Before I go any further, I would like to say that about 5 years ago I lost about 30 pounds, bringing myself well into the normal BMI range, and I have stayed there. I am not one of those skinny cheerleader types who has never had to lose more than 2 pounds. Nor am I one of those people who talks about what you should do, while consuming a gallon of ice cream, a six pack of beer, and a pack of cigarettes. This does not make me an expert, but I’ve been there.
There are several important truths I have learned about weight loss. The most important of these is: Every diet that works requires drastic reduction or complete elimination of refined sugar. What? You didn’t think Dean Ornish and the rest of the low-fat crowd meant that you could drop pounds by switching from Snickers to Twizzlers, did you? I am not telling you that Atkins is the way to go, although low-carb is how I did it. I am telling you that sugar is a bigger enemy than fat. Even the USDA says “Some dietary fat is needed for good health.”

##########

Condense the paragraph in the weight loss passage above that begins "There are several important truths" into a short bulleted list that keeps its main points.

DATA SHOWN –
##########

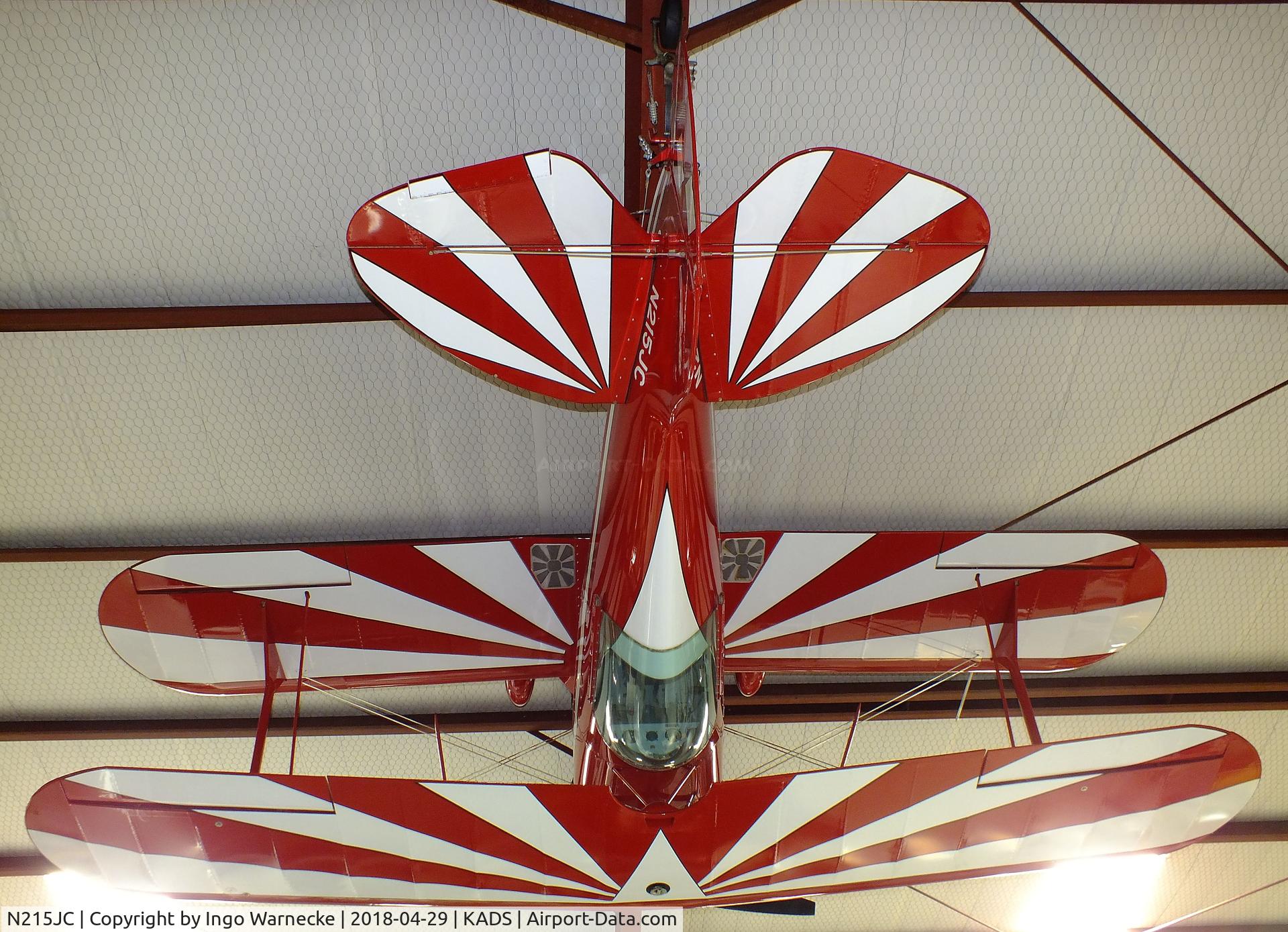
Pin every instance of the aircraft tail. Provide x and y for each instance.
(525, 267)
(827, 258)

##########

PROBLEM SOLUTION –
- The most important truth about weight loss: every diet that works requires drastic reduction or complete elimination of refined sugar.
- The low-fat approach of Dean Ornish and others does not mean swapping Snickers for Twizzlers.
- Low-carb is how the writer lost weight, but Atkins is not being recommended as the way to go.
- Sugar is a bigger enemy than fat; even the USDA says "Some dietary fat is needed for good health."